**What you should do**. Each entry has to be copied exactly, with nothing missed.

**Excerpted data**.
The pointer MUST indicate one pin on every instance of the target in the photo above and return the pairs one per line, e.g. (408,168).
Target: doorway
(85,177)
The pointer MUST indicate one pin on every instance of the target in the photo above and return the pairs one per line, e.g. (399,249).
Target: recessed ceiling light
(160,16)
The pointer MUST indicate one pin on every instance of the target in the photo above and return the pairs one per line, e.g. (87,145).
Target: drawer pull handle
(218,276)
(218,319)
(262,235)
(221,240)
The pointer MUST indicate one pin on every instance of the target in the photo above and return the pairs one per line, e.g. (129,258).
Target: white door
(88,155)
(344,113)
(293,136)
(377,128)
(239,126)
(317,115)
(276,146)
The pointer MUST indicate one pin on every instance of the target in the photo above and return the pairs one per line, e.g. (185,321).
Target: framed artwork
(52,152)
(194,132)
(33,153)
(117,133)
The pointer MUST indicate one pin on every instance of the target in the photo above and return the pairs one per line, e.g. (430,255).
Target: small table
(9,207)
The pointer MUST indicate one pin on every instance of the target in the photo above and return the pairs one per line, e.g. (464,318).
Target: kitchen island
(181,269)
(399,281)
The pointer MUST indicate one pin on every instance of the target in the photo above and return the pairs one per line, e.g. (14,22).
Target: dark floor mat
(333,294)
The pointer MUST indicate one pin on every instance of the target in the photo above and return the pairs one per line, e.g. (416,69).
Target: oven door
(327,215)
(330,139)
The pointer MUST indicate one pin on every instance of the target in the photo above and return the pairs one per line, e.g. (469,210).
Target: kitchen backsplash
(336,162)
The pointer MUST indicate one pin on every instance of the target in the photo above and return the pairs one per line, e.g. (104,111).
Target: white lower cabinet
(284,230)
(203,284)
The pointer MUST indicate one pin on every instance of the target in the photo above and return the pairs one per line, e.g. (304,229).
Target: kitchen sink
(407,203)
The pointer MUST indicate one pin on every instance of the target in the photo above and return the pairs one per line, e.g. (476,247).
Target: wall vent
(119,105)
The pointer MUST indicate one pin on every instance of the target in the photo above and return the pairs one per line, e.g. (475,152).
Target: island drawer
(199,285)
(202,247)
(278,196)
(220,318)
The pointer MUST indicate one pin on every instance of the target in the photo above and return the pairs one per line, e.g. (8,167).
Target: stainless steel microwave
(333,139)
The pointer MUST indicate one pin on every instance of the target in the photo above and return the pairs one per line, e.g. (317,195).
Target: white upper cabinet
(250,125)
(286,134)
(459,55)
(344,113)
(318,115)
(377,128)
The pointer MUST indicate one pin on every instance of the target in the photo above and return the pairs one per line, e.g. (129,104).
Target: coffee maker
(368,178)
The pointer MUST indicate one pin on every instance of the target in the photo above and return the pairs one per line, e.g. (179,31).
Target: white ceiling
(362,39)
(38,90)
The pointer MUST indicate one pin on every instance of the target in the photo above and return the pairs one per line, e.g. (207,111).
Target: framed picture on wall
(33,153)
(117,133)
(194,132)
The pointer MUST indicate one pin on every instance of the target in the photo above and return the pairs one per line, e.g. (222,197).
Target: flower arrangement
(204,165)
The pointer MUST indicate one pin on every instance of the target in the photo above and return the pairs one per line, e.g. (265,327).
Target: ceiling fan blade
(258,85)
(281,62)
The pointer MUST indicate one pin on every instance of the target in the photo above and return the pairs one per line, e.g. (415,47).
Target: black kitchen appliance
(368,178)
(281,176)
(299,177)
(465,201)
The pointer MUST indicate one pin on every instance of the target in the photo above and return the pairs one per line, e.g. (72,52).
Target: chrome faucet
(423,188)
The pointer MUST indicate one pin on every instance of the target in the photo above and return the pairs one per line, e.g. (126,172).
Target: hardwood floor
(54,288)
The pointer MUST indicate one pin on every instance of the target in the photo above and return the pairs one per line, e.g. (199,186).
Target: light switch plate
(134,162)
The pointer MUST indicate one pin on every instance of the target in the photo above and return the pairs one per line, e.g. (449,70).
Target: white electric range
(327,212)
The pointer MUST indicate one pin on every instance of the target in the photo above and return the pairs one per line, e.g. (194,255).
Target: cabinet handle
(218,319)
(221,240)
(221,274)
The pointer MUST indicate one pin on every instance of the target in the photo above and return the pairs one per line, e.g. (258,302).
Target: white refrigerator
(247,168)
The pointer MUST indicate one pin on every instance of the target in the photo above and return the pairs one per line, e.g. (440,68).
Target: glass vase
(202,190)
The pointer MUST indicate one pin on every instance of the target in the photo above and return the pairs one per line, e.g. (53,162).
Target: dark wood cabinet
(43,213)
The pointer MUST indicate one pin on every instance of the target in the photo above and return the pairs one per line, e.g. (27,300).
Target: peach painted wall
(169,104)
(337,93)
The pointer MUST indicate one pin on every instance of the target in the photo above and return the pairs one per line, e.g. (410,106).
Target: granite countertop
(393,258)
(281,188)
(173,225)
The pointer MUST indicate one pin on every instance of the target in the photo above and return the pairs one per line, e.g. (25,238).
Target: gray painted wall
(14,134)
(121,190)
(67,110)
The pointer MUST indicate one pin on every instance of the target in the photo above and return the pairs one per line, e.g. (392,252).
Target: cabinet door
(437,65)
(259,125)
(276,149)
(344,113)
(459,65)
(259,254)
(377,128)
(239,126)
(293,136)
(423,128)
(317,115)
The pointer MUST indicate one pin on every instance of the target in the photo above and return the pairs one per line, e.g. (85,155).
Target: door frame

**Problem solution**.
The pointer MUST indicate one pin on every instance of the target in the photo above and return the pairs one per line, e.g. (408,168).
Target: doorway
(85,177)
The pointer MUST indicate one pin on every instance of the target in the photo above and return the pairs one per line, e.g. (399,249).
Target: recessed ceiling light
(160,16)
The pointer MUST indicate one pin on every instance of the target in the photo above and return the pairs one per line, e.g. (87,145).
Target: drawer pull handle
(218,276)
(218,319)
(262,235)
(221,240)
The pointer MUST indicate one pin on every instance of the target in the photo above and return the pairs one per line, e.g. (129,258).
Target: white door
(88,155)
(344,113)
(293,136)
(377,128)
(239,126)
(317,115)
(276,146)
The pointer MUST indicate one pin on every instance of the target in the photo above and return the pairs one per line, e.g. (185,321).
Target: framed artwork
(52,152)
(194,132)
(33,153)
(117,133)
The pointer MUST indicate one pin on every instance of the target in the photo above and return the pairs one per line, e.g. (430,255).
Target: small table
(9,207)
The pointer MUST indicate one pin on every instance of the target in the photo above and return the pairs one per line, e.g. (464,318).
Target: kitchen island
(181,269)
(399,281)
The pointer MUST indicate one pin on every instance of the target in the photo above and return the pairs one per line, e.g. (14,22).
Target: dark floor mat
(333,294)
The pointer MUST indicate one pin on every instance of the target in the photo above and return the pairs one per line, e.g. (416,69).
Target: oven door
(327,215)
(330,139)
The pointer MUST indicate one pin on every instance of the target in the photo above and return the pairs one per line, e.g. (469,210).
Target: kitchen backsplash
(336,162)
The pointer MUST indicate one pin on every instance of the target in the photo above and return the pairs one per line, e.g. (104,111).
Target: white lower cabinet
(284,230)
(203,284)
The pointer MUST indicate one pin on every instance of the target in the photo above and return the pairs one per line, e.g. (304,229).
Target: kitchen sink
(407,203)
The pointer MUST indicate one pin on every instance of the target in the photo above and return the pairs one per line, e.g. (476,247).
Target: wall vent
(119,105)
The pointer MUST indicate one pin on every instance of the target in the photo above and return the pairs one per line, e.g. (475,152).
Target: island drawer
(199,285)
(202,247)
(278,196)
(220,318)
The pointer MUST indicate one pin on every instance of the target in the photo above and return the pairs one per line, e.g. (8,167).
Target: stainless steel microwave
(333,139)
The pointer MUST indicate one pin on every instance of the target in the photo above and return the pairs one per line, e.g. (317,195).
Target: white upper cabinet
(250,125)
(286,134)
(459,55)
(344,113)
(318,115)
(377,128)
The pointer MUST indicate one pin on every instance of the target in the photo above and return the pairs one per line, e.g. (129,104).
Target: coffee maker
(368,178)
The pointer MUST indicate one pin on every instance of the target in the photo above and return the pairs one per line, e.g. (179,31).
Target: white ceiling
(362,39)
(38,90)
The pointer MUST indicate one pin on every instance of the target in the photo above and return the pairs one per line, e.g. (207,111).
Target: framed picture on wall
(33,153)
(117,133)
(194,132)
The pointer MUST indicate one pin on every instance of the target in the photo above and return the pairs one per line, e.g. (222,197).
Target: flower arrangement
(204,165)
The pointer MUST indicate one pin on every instance of the target in the photo above and return the pairs one per line, e.g. (265,327).
Target: ceiling fan blade
(258,85)
(281,62)
The pointer MUST indicate one pin on every instance of the target in the photo above and return the pairs one per line, e.g. (415,47).
Target: black kitchen appliance
(368,178)
(281,176)
(299,177)
(465,201)
The pointer MUST indicate one pin on every instance of the target in the photo above and return the pairs one per line, e.g. (72,52).
Target: chrome faucet
(423,188)
The pointer MUST indicate one pin on every instance of the target in the photo above and return the pairs one per line, e.g. (126,172).
Target: hardwood floor
(54,288)
The pointer MUST indicate one pin on every instance of the target in the photo above and return the pairs one per line, e.g. (199,186).
Target: light switch plate
(134,162)
The pointer MUST indicate one pin on every instance of the target in the photo above and return the pairs one per line, e.g. (449,70).
Target: white electric range
(327,212)
The pointer MUST indicate one pin on every instance of the target in the photo above and return the pairs one per line, e.g. (194,255).
Target: cabinet handle
(218,319)
(221,240)
(221,274)
The pointer MUST indicate one pin on every instance of the target in the photo above and return the pairs one per line, e.g. (258,302).
Target: white refrigerator
(247,168)
The pointer MUST indicate one pin on every instance of the target in the photo above and return the pairs one per line, e.g. (440,68).
Target: glass vase
(202,190)
The pointer MUST indicate one pin on every instance of the target in the photo above and return the pairs one per line, e.g. (53,162).
Target: dark wood cabinet
(43,213)
The pointer MUST indicate one pin on every instance of the target in the photo above and return the pairs one per line, e.g. (27,300).
Target: peach painted wall
(169,104)
(337,93)
The pointer MUST indicate one pin on every instance of the target in the photo above and return the pairs one per line, e.g. (410,106).
Target: granite countertop
(393,258)
(281,188)
(173,225)
The pointer MUST indicate one pin on every instance of the target in the photo above and return the pairs one per line, e.g. (25,238).
Target: gray painted wall
(14,134)
(121,190)
(67,110)
The pointer MUST indicate one pin on every instance of the target in the photo above and return the pairs one per line, e.g. (392,252).
Target: cabinet door
(437,65)
(259,125)
(276,149)
(344,113)
(459,65)
(259,254)
(377,128)
(239,126)
(293,136)
(423,128)
(317,115)
The pointer MUST indicate one pin on every instance of the target in the photo above and return the pairs one per line, e.g. (85,155).
Target: door frame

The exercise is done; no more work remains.